PROBLEMS TO WORK ON:
1. Answer these questions from the post on detective fiction, one line each, marked (a), (b), (c):
(a) In which literary journal did Chad Baker publish a creative nonfiction piece?
(b) What is the title of the Jacques Silette book that serves Claire DeWitt as a guide?
(c) What name did Poe give to Dupin's method of solving crimes?
2. Summarize the post on detective fiction in two sentences.

TEXT SHOWN:
In the days when EQMM had a Department of Second Stories, legal-aid attorney Chad Baker would have qualified. He makes his EQMM debut in our current issue, May/June 2019, with the story “The Smoking Bandit of Lakeside Terrace.” Previously, he had a paid fiction publication in the literary journal From the Depths. He’s also written several plays that have been performed at theater companies around the country and had a creative nonfiction piece published in the literary journal Lunch Ticket. Currently a Chicago-area resident, Chad is using his free time to pursue an M.A. in writing and publishing. It’s evident from this post that he has extensive knowledge of the crime-fiction genre, past and present. —Janet Hutchings
Above all, the inner knowing of the detective trumps every piece of evidence, every clue, every rational assumption. If we do not put it first and foremost, always, there is no point in carrying on, in detection or in life.
This admonition comes from Détection by Jacques Silette, a book that joins a grand tradition of fascinating texts-within-texts, volumes that you long to pluck from some dusty shelf and peruse but cannot. The book doesn’t exist. At least, not in our world. The book serves as something between a field manual and a spiritual text for Claire DeWitt, the PI created by author Sara Gran. The most recent Claire DeWitt novel, The Infinite Blacktop, came out last year, preceded by Claire DeWitt and the Bohemian Highway (2013) and Claire DeWitt and the City of the Dead (2011).
These character-centered mysteries feature some of the most engrossing, evocative prose I’ve read in contemporary mystery fiction, but my purpose here isn’t simply to recommend them (though I do), but rather to observe how the Claire DeWitt novels illuminate an important aspect of detective fiction: every detective story contains within it a theory of what truth is and how we can grasp it—or an “epistemology,” I’ll say, just to feel like I’m getting my money’s worth out of that liberal-arts degree. The epistemology we glimpse in mystery stories is one of the many reasons they are so culturally important.
Let’s start at the beginning. English-language detective fiction was born and raised in an increasingly scientific and rational age. Edgar Allan Poe’s creation C. Auguste Dupin, widely acknowledged to be fiction’s first detective, is the ultimate product of two centuries of Enlightenment-era love of reason. The method by which Dupin solves the crimes in his stories, which Poe called “ratiocination,” suggests that a sufficiently brilliant mind can get to the truth of any problem through a series of purely logical reasonings (whether that logic be deductive or inductive or abductive or superconductive or whatever). Poe’s master logician became the blueprint for every other classic or “cozy” detective written since, from Sherlock Holmes to Hercule Poirot to Lord Peter Wimsey.
In the epistemology of the classic murder mystery, the truth is a shining thing that lies at the center of a web of trivial details, waiting to be plucked by a hero with a keen eye and sharp mind. Once the detective learns that the butler is left-handed and what time the train to Hartford departed, he merely has to take a seat in the parlor, light his pipe, and puzzle it all out.

DATA EXTRACT:
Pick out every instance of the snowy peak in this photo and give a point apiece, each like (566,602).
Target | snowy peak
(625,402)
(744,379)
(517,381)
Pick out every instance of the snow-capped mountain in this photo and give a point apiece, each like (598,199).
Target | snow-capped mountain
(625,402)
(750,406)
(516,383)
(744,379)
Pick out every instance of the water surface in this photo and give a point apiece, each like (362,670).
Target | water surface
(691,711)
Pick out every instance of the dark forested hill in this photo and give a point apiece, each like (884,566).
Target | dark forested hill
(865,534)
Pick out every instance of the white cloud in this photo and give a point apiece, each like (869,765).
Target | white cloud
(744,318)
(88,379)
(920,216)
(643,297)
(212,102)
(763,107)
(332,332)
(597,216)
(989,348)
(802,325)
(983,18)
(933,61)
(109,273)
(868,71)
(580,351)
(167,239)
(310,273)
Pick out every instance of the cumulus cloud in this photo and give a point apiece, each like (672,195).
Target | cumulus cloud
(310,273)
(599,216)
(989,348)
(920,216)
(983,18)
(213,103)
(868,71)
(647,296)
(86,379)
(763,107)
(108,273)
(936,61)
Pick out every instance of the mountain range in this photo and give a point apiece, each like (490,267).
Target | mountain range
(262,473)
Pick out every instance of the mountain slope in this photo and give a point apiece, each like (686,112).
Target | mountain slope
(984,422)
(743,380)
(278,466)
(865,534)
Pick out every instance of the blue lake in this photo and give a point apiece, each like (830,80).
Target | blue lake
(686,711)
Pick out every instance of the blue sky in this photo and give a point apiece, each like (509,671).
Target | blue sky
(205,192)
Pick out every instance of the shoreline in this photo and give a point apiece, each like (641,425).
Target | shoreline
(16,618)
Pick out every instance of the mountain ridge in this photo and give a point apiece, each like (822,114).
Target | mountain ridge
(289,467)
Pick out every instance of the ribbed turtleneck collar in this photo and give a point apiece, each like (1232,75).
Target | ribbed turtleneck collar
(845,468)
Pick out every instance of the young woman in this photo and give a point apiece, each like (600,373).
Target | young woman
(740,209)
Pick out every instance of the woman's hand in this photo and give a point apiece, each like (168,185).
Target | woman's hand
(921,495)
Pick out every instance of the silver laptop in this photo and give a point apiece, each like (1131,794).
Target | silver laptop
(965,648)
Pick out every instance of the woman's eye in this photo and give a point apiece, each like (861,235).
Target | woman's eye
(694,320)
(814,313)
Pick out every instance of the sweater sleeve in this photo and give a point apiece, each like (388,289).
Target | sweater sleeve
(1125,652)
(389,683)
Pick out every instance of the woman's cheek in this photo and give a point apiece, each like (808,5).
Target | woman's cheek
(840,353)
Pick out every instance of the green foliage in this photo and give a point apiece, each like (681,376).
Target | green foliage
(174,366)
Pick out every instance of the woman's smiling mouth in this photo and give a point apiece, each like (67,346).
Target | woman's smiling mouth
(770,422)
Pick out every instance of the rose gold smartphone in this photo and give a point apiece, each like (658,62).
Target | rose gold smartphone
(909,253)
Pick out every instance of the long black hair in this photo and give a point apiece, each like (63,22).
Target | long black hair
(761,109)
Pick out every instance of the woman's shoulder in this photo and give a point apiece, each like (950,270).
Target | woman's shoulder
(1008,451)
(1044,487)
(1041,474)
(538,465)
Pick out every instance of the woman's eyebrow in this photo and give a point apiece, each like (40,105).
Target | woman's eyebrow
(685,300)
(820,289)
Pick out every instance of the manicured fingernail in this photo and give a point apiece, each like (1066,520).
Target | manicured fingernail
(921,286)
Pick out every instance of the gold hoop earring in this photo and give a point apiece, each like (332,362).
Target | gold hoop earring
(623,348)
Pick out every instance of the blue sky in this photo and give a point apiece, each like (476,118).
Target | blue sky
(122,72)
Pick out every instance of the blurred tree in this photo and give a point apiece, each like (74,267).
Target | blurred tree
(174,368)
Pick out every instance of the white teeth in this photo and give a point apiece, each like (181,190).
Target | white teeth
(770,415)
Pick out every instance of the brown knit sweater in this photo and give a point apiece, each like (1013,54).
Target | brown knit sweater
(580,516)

FULL SOLUTIONS:
1.
(a) Lunch Ticket
(b) Détection
(c) Ratiocination

2. Legal-aid attorney Chad Baker, who makes his EQMM debut in the May/June 2019 issue with "The Smoking Bandit of Lakeside Terrace," uses Sara Gran's Claire DeWitt novels to show that every detective story holds a theory of what truth is and how it can be grasped. He traces classic detective fiction to Poe's Dupin, whose purely logical method became the blueprint for later detectives and treats truth as something at the center of a web of trivial details, waiting to be plucked by a sharp mind.